**EXERCISE**
Beneath this task is a listing. State how many of its lines include the string "ocean", giving nothing but the number.
(LISTED ENTRIES)
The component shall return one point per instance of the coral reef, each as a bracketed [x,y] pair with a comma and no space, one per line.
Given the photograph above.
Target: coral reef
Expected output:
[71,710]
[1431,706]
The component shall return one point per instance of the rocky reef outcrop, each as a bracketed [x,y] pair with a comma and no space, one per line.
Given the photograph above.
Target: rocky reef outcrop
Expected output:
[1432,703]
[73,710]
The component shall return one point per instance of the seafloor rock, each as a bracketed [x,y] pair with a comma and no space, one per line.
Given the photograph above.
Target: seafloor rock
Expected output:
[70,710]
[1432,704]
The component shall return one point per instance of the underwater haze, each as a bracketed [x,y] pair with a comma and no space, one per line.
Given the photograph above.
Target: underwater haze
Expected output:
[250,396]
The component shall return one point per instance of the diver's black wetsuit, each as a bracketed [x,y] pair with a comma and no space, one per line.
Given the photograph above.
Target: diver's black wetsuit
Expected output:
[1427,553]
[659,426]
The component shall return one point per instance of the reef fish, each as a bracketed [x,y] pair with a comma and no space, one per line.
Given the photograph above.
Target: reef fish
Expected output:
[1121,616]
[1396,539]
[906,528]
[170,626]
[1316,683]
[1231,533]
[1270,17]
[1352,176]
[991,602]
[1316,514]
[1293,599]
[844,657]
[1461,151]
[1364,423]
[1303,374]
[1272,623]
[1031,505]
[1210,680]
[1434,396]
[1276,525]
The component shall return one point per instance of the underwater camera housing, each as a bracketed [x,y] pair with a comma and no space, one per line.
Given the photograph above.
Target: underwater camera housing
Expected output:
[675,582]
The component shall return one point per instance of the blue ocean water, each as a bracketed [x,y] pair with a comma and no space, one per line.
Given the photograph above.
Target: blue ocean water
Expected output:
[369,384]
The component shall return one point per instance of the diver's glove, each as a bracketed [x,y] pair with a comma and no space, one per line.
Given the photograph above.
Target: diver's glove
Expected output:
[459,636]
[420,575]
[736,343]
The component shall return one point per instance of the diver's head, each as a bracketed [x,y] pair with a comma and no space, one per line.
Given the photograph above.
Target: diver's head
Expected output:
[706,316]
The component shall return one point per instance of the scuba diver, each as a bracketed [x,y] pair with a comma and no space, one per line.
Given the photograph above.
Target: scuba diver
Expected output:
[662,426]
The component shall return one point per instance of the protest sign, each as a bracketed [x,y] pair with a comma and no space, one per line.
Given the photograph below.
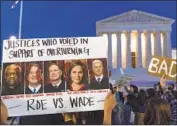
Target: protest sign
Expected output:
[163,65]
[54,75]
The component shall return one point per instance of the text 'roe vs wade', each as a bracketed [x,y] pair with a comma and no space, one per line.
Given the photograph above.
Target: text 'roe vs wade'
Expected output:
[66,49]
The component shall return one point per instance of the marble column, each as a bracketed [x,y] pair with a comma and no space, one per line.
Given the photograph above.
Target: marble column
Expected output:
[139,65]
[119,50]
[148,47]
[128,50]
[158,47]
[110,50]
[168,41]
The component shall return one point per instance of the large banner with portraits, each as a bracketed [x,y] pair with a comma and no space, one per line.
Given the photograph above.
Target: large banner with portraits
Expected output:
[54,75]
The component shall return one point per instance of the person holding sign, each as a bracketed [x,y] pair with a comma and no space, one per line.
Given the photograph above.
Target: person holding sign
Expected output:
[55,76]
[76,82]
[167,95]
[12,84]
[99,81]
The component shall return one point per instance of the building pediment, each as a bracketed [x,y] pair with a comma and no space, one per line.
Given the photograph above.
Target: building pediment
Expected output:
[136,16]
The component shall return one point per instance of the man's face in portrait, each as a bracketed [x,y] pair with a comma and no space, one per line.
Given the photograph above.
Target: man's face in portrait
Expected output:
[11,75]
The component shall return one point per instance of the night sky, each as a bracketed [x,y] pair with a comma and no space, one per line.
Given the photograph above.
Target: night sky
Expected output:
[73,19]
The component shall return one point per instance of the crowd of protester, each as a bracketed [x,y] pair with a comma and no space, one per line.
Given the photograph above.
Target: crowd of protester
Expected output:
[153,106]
(End LISTED ENTRIES)
(LISTED ENTRIES)
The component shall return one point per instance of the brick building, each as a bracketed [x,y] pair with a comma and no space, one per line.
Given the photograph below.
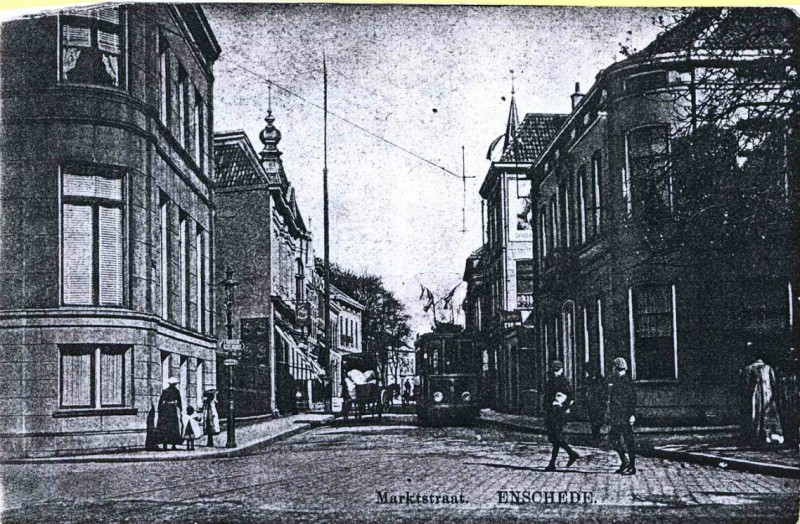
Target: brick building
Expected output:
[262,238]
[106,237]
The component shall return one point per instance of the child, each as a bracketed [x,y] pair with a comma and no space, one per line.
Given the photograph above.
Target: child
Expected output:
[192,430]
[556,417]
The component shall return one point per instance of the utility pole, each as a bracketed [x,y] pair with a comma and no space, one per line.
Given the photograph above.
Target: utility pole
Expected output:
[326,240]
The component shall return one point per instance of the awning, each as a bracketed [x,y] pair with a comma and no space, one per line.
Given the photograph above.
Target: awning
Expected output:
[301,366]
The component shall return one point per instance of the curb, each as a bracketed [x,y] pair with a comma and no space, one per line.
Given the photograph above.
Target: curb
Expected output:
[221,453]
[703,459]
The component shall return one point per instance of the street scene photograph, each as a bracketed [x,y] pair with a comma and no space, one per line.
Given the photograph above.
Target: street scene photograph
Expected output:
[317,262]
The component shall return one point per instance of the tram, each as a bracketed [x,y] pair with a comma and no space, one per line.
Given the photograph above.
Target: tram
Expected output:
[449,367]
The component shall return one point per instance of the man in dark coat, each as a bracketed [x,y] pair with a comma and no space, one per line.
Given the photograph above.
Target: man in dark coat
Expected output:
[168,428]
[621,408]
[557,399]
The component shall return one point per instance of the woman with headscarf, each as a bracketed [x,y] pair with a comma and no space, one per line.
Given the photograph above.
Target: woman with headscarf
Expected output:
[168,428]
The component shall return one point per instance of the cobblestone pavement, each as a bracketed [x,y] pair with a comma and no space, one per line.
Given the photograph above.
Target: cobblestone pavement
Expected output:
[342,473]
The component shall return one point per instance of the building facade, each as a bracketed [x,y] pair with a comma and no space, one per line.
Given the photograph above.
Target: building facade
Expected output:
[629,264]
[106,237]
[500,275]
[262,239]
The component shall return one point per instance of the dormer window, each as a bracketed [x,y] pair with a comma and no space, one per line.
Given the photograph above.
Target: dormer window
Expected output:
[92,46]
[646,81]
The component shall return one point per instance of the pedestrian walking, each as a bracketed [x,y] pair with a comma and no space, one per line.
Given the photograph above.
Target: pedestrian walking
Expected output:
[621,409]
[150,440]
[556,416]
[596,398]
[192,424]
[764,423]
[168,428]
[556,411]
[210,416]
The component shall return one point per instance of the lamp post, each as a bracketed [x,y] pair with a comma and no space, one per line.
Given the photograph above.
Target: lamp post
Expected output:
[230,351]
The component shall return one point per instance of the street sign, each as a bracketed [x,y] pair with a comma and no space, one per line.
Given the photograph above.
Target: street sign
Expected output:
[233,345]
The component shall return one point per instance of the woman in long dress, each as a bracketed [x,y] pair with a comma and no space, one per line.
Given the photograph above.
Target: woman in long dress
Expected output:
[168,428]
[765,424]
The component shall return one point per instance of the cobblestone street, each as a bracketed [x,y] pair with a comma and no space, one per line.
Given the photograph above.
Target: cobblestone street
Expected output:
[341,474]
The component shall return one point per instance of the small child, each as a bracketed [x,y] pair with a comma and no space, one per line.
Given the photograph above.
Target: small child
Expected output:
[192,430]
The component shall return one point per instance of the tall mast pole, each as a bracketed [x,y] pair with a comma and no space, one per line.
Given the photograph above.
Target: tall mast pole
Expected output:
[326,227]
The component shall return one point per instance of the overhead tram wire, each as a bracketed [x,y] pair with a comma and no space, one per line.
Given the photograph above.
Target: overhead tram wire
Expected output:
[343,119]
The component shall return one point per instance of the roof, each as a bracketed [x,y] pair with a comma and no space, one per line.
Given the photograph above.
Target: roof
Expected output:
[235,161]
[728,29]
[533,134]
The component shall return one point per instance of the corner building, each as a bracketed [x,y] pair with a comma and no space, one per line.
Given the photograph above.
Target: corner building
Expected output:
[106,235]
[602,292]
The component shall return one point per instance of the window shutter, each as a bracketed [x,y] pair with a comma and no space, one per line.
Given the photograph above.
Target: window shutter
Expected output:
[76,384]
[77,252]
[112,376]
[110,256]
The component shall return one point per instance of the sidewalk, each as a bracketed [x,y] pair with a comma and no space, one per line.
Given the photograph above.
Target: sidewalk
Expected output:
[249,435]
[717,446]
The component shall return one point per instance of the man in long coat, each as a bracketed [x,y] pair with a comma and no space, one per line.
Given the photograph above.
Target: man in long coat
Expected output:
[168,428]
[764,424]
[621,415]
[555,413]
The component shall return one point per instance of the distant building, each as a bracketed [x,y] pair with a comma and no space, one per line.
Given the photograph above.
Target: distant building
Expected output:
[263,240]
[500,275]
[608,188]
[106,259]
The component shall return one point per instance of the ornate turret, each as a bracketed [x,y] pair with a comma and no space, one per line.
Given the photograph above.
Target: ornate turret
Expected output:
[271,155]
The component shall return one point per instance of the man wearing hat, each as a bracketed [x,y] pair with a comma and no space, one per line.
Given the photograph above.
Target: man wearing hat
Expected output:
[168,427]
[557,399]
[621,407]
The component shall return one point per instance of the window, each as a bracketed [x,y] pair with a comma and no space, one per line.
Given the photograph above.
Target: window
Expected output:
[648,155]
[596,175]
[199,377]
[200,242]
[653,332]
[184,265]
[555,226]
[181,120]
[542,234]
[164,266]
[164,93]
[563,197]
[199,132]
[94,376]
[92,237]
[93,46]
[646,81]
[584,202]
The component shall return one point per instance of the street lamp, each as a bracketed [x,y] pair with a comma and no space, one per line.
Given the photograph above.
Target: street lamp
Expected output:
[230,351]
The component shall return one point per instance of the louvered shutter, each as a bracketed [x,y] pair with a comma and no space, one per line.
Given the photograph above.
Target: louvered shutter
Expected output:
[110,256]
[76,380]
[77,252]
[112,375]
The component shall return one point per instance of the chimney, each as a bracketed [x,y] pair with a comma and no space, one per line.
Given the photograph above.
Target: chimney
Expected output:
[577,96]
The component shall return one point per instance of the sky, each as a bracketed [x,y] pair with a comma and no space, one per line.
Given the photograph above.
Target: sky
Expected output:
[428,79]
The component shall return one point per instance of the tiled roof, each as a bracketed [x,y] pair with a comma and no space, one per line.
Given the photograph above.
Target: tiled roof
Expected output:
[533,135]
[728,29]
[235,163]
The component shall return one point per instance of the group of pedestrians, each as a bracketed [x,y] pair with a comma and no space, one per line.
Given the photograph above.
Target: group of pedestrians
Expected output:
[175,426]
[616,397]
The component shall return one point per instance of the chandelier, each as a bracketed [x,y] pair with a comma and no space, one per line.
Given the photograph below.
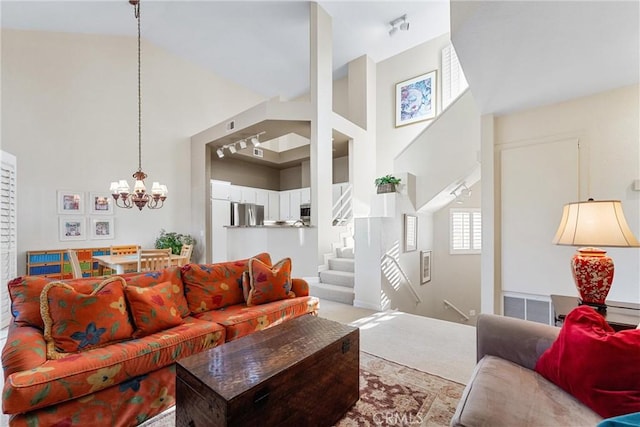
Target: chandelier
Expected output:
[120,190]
(End LISTED ENTRIES)
**TASK SOLUTION**
2